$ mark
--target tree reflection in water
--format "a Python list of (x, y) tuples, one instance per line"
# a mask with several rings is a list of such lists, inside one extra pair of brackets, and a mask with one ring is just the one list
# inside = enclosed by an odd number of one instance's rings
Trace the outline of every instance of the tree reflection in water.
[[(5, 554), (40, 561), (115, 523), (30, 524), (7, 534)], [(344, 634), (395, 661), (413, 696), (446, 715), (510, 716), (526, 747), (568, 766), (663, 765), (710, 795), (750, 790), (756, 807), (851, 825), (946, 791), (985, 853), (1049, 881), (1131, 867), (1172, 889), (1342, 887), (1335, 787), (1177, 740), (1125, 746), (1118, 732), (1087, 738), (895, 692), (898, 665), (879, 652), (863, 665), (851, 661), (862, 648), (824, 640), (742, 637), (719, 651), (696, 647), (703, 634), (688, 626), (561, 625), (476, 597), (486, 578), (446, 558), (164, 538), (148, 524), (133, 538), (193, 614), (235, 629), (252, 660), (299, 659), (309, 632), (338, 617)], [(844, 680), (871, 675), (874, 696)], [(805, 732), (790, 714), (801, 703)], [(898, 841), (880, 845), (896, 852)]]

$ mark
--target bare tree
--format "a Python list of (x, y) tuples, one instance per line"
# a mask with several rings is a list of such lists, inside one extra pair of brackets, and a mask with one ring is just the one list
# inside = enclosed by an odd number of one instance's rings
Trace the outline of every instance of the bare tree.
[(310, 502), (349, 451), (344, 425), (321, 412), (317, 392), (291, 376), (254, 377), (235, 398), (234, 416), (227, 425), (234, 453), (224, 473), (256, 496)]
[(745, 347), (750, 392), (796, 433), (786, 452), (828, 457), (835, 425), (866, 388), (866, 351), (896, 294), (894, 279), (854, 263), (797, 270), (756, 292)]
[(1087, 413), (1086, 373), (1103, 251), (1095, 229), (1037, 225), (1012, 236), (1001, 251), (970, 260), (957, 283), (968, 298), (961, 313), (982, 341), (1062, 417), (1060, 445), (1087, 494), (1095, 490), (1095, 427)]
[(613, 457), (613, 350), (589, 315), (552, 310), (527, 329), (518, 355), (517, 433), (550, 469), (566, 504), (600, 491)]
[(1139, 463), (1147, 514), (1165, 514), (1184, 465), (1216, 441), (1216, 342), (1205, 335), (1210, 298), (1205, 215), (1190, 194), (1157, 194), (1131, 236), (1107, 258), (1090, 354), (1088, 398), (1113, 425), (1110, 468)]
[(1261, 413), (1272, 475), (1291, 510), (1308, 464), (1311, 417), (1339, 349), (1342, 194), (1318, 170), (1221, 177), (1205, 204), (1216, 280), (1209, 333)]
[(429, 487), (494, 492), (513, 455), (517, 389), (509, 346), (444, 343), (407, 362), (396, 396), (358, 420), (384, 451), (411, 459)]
_____
__Problem statement__
Reproduce word for word the stretch from the start of the items through the line containing "Trace the outline of every instance of the tree".

__Worked answer__
$ mark
--target tree reflection in water
--format "a Python list of (x, y) tuples, one instance per line"
# a mask with several rings is a list of such lists, inside one extra pair of brackets, and a mask with one ring is just the one list
# inside = enclosed by an odd number of one instance's rings
Trace the outline of every instance of the tree reflection in water.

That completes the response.